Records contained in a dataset
______________________________

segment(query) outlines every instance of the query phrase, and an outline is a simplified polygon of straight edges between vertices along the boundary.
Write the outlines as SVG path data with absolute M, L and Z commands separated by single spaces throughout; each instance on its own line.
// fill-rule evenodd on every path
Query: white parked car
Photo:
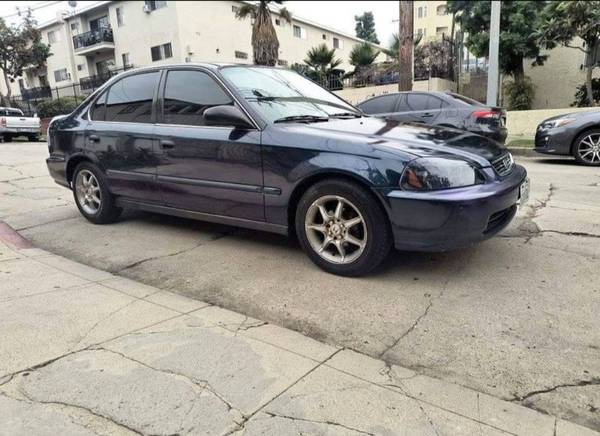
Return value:
M 38 141 L 40 119 L 37 115 L 26 117 L 21 109 L 0 107 L 0 137 L 4 142 L 9 142 L 17 136 L 26 136 L 30 141 Z

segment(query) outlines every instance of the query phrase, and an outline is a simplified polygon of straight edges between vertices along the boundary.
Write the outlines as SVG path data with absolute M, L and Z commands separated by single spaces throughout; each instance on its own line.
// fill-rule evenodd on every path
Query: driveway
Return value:
M 499 237 L 348 279 L 276 235 L 146 213 L 94 226 L 46 155 L 0 144 L 0 220 L 41 248 L 600 429 L 598 168 L 518 158 L 530 205 Z

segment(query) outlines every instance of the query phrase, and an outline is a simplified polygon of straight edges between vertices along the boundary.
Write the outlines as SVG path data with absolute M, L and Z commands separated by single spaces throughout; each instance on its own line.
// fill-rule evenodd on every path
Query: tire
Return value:
M 93 163 L 81 162 L 77 165 L 73 172 L 72 188 L 75 204 L 88 221 L 108 224 L 121 215 L 122 209 L 115 206 L 115 198 L 108 191 L 104 174 Z
M 29 142 L 38 142 L 40 140 L 40 135 L 27 135 L 27 140 Z
M 12 142 L 13 137 L 12 135 L 6 134 L 4 135 L 4 142 Z
M 572 154 L 581 165 L 600 166 L 600 129 L 581 133 L 573 142 Z
M 340 202 L 343 207 L 338 209 Z M 324 180 L 308 188 L 298 203 L 295 224 L 304 252 L 332 274 L 368 274 L 383 262 L 392 246 L 383 207 L 367 189 L 342 179 Z

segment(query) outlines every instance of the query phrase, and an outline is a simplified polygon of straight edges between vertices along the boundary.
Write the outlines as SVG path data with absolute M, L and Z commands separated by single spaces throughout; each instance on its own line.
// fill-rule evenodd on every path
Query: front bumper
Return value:
M 493 139 L 494 141 L 497 141 L 500 144 L 504 144 L 506 142 L 506 137 L 508 136 L 508 129 L 506 127 L 483 129 L 473 128 L 469 131 L 481 136 L 485 136 L 486 138 Z
M 571 154 L 573 133 L 564 127 L 556 129 L 538 129 L 535 133 L 535 151 L 545 154 Z
M 433 192 L 381 190 L 399 250 L 446 251 L 494 236 L 517 212 L 525 168 L 482 185 Z
M 67 162 L 63 156 L 50 156 L 46 159 L 48 172 L 56 183 L 67 188 L 71 188 L 67 181 Z

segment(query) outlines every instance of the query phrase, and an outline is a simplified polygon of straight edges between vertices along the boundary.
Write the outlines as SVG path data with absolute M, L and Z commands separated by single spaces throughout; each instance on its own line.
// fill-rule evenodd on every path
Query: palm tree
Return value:
M 355 69 L 368 67 L 375 62 L 377 56 L 379 56 L 379 50 L 374 49 L 368 42 L 363 42 L 352 48 L 350 52 L 350 64 L 354 65 Z
M 311 48 L 306 56 L 304 63 L 313 69 L 319 80 L 326 79 L 342 63 L 341 59 L 335 58 L 335 48 L 329 49 L 325 43 Z
M 243 20 L 246 17 L 253 17 L 252 25 L 252 51 L 254 63 L 257 65 L 274 66 L 279 58 L 279 40 L 273 22 L 271 21 L 271 11 L 269 3 L 282 4 L 283 1 L 261 0 L 258 4 L 244 3 L 235 13 L 235 16 Z M 292 22 L 292 14 L 286 9 L 279 10 L 279 16 L 288 23 Z

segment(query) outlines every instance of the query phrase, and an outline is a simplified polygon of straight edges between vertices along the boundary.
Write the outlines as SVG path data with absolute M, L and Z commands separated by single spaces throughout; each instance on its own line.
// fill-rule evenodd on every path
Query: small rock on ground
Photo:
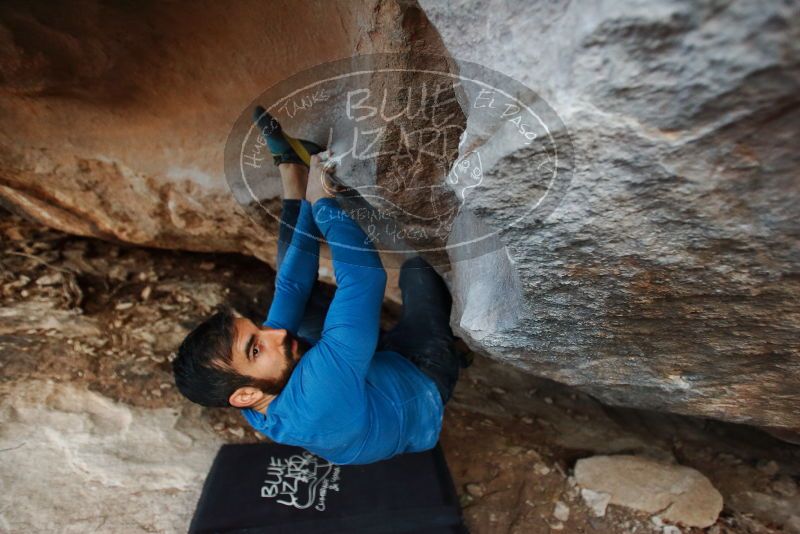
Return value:
M 611 495 L 583 488 L 581 489 L 581 498 L 583 498 L 583 502 L 586 503 L 586 506 L 591 509 L 592 514 L 596 517 L 603 517 L 606 515 L 606 508 L 611 500 Z
M 558 519 L 559 521 L 568 521 L 569 520 L 569 506 L 564 504 L 561 501 L 556 501 L 556 507 L 553 510 L 553 517 Z
M 575 478 L 585 490 L 610 495 L 609 502 L 660 514 L 691 527 L 713 525 L 722 495 L 699 471 L 639 456 L 594 456 L 578 460 Z M 586 500 L 586 497 L 584 497 Z M 591 505 L 590 505 L 591 506 Z

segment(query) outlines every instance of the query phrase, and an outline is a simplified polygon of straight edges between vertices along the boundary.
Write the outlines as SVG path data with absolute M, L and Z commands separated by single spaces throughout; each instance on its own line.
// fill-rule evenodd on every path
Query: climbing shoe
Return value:
M 291 137 L 283 131 L 278 120 L 261 106 L 256 106 L 253 111 L 253 120 L 272 152 L 272 161 L 275 165 L 299 163 L 308 166 L 311 156 L 325 150 L 324 147 L 312 141 Z

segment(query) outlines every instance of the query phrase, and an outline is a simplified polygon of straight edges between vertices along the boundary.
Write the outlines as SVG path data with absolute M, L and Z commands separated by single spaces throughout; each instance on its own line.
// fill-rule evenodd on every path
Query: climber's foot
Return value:
M 256 106 L 256 109 L 253 111 L 253 120 L 256 126 L 258 126 L 261 135 L 264 136 L 264 140 L 267 142 L 270 152 L 272 152 L 272 161 L 275 165 L 280 165 L 281 163 L 306 164 L 294 148 L 292 148 L 292 145 L 289 144 L 289 141 L 286 140 L 280 123 L 275 117 L 267 113 L 266 109 L 262 106 Z M 325 150 L 324 147 L 312 141 L 307 141 L 305 139 L 298 139 L 298 141 L 303 145 L 309 155 L 313 156 Z

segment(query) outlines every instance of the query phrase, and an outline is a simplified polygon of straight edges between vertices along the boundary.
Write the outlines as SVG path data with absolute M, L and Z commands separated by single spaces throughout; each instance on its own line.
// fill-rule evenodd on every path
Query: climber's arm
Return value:
M 330 247 L 337 285 L 320 350 L 329 350 L 363 378 L 378 343 L 386 271 L 364 231 L 336 200 L 315 202 L 314 218 Z
M 311 204 L 303 200 L 300 215 L 275 279 L 275 295 L 264 322 L 271 328 L 285 328 L 297 334 L 306 302 L 317 280 L 319 238 Z
M 314 221 L 331 250 L 337 290 L 315 349 L 340 371 L 350 371 L 339 376 L 345 386 L 348 376 L 357 381 L 350 384 L 355 393 L 363 389 L 359 386 L 378 343 L 386 271 L 361 227 L 339 207 L 330 190 L 321 187 L 327 174 L 319 162 L 316 156 L 312 159 L 306 197 L 313 203 Z

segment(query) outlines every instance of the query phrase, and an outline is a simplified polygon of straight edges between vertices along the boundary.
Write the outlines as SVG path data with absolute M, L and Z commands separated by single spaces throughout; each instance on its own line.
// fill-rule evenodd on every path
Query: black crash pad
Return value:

______________________________

#### [TASK GOAL]
A faithful copy of all the lines above is needed, with the pictures omitted.

#### [OUTPUT OF THE EXERCISE]
segment(query) outlines every instance of the query phrase, and an outline is a simplified polygon of straight edges between vertices along the boundary.
Write the outlines as SVG path data with absolute M, L and Z commands separated by single spaces throughout; each instance on its own line.
// fill-rule evenodd on every path
Query: white parked car
Photo:
Return value:
M 38 141 L 40 119 L 37 115 L 26 117 L 21 109 L 0 107 L 0 137 L 4 142 L 9 142 L 17 136 L 26 136 L 30 141 Z

segment(query) outlines every instance of the query phrase, and an outline is a simplified polygon of straight edges between vertices along the boundary.
Write the outlines as SVG path data with absolute M, L and Z commands separated by single spaces throughout; each instance on its own line.
// fill-rule evenodd on every path
Query: driveway
Return value:
M 499 237 L 348 279 L 276 235 L 146 213 L 94 226 L 46 155 L 0 144 L 0 220 L 41 248 L 600 429 L 598 168 L 518 158 L 530 205 Z

segment(query) outlines every instance of the query phrase, and an outline is a simplified polygon of straight edges between vertices along the boundary.
Write the outlines as SVG path data with absolute M, L and Z commands separated by single spaces throughout; each instance on its own line.
// fill-rule evenodd on every path
Query: tire
Return value:
M 93 163 L 81 162 L 77 165 L 73 172 L 72 188 L 75 204 L 88 221 L 108 224 L 121 215 L 122 209 L 115 206 L 115 198 L 108 191 L 104 174 Z
M 29 142 L 38 142 L 40 140 L 40 135 L 27 135 L 27 140 Z
M 12 142 L 13 137 L 12 135 L 6 134 L 4 135 L 4 142 Z
M 572 154 L 581 165 L 600 166 L 600 129 L 581 133 L 573 142 Z
M 340 202 L 343 207 L 338 209 Z M 324 180 L 308 188 L 298 203 L 295 224 L 304 252 L 332 274 L 368 274 L 383 262 L 392 246 L 383 207 L 367 189 L 342 179 Z

segment(query) outlines every instance of the query phrase, and an outline is a simplified polygon of straight edges between vertices along the boundary.
Write the outlines as SVG path data with absolute M, L and Z commands separated by single spaces throughout; each instance on its own line.
// fill-rule evenodd on every path
Query: front bumper
Return value:
M 493 139 L 494 141 L 497 141 L 500 144 L 504 144 L 506 142 L 506 137 L 508 136 L 508 129 L 506 127 L 483 129 L 473 128 L 469 131 L 481 136 L 485 136 L 486 138 Z
M 571 154 L 573 133 L 564 127 L 556 129 L 538 129 L 535 133 L 535 151 L 545 154 Z
M 433 192 L 381 190 L 399 250 L 446 251 L 494 236 L 517 212 L 525 168 L 482 185 Z
M 67 162 L 63 156 L 50 156 L 46 159 L 48 172 L 56 183 L 67 188 L 71 188 L 67 181 Z

segment(query) outlines every instance of the query phrase, and an outline is a simplified polygon of straight edges between vertices along the boundary.
Write the outlines as SVG path data with absolute M, L and Z commands separated by single spaces throughout; each instance on its own line.
// fill-rule evenodd on every path
Query: palm tree
Return value:
M 355 69 L 368 67 L 375 62 L 377 56 L 379 56 L 379 50 L 374 49 L 368 42 L 363 42 L 352 48 L 350 52 L 350 64 L 354 65 Z
M 311 48 L 306 56 L 304 63 L 313 69 L 319 80 L 326 79 L 342 63 L 341 59 L 335 58 L 335 48 L 329 49 L 325 43 Z
M 243 20 L 246 17 L 253 17 L 252 25 L 252 51 L 254 63 L 257 65 L 274 66 L 279 58 L 279 40 L 273 22 L 271 21 L 271 11 L 269 3 L 282 4 L 283 1 L 261 0 L 258 4 L 244 3 L 235 13 L 235 16 Z M 292 22 L 292 14 L 286 9 L 279 10 L 279 16 L 288 23 Z

segment(query) outlines every instance of the query phrase, and an outline is a simplified polygon of straight edges between vertices along the boundary.
Write the outlines as SVG path data with absolute M, L and Z commands separated by single spaces throughout; each instance on its own line.
// fill-rule evenodd on every path
Query: small rock on ground
Photo:
Return value:
M 611 495 L 583 488 L 581 489 L 581 498 L 583 498 L 583 502 L 586 503 L 586 506 L 591 509 L 592 514 L 596 517 L 603 517 L 606 515 L 606 508 L 611 500 Z
M 558 519 L 559 521 L 568 521 L 569 520 L 569 506 L 564 504 L 561 501 L 556 501 L 556 507 L 553 510 L 553 517 Z
M 575 478 L 585 490 L 610 495 L 609 502 L 660 514 L 691 527 L 713 525 L 722 495 L 699 471 L 639 456 L 594 456 L 578 460 Z M 586 500 L 586 497 L 584 497 Z M 591 505 L 590 505 L 591 506 Z

segment(query) outlines every instance of the query phrase, and an outline is a simplified polygon of straight edges between vertices along the boundary.
Write the outlines as SVG path data with absolute M, L and Z commands separated by single spaces throughout; each instance on its own line.
// fill-rule evenodd on every path
Query: climbing shoe
Return value:
M 291 137 L 283 131 L 278 120 L 261 106 L 256 106 L 253 111 L 253 120 L 272 152 L 272 161 L 275 165 L 299 163 L 308 166 L 311 156 L 325 150 L 324 147 L 312 141 Z

segment(query) outlines every instance of the query phrase, and an outline is a simplified polygon of straight edges between vertices along the boundary.
Write the outlines as SVG path data with absolute M, L and Z commands separated by single spaces throughout; each instance on its own line.
// fill-rule evenodd on every path
Query: climber's foot
Return value:
M 256 106 L 256 109 L 253 111 L 253 120 L 256 126 L 258 126 L 261 135 L 264 136 L 264 140 L 267 142 L 270 152 L 272 152 L 272 161 L 275 165 L 280 165 L 281 163 L 306 164 L 294 148 L 292 148 L 292 145 L 289 144 L 289 141 L 286 140 L 280 123 L 275 117 L 267 113 L 266 109 L 262 106 Z M 325 150 L 324 147 L 312 141 L 307 141 L 305 139 L 298 139 L 298 141 L 303 145 L 309 155 L 313 156 Z

segment(query) outlines every instance of the query phrase, and an outline is a simplified polygon of straight edges between vertices along the boundary.
Write the outlines as SVG path data with absolute M, L and Z commands separated by single spaces throughout; each instance on its own line.
// fill-rule evenodd on every path
Query: climber's arm
Return value:
M 330 247 L 337 285 L 320 350 L 329 350 L 363 378 L 378 343 L 386 271 L 364 231 L 336 200 L 315 202 L 314 218 Z
M 311 204 L 303 200 L 300 215 L 275 279 L 275 295 L 264 322 L 271 328 L 285 328 L 297 334 L 306 302 L 317 280 L 319 238 Z
M 314 221 L 331 250 L 337 290 L 315 349 L 340 371 L 350 371 L 339 376 L 345 386 L 348 376 L 357 381 L 350 384 L 355 393 L 363 389 L 359 386 L 378 343 L 386 271 L 361 227 L 339 207 L 330 190 L 321 187 L 327 174 L 319 162 L 316 156 L 312 159 L 306 197 L 313 203 Z

segment(query) outlines every instance of the query phrase, and an outline is a simplified polygon of straight edges between vertices along the boundary.
Write the outlines as SVG path data with absolute M, L and Z commands separated by single spaces throughout; each instance on its own line.
// fill-rule evenodd on every path
Query: black crash pad
Return value:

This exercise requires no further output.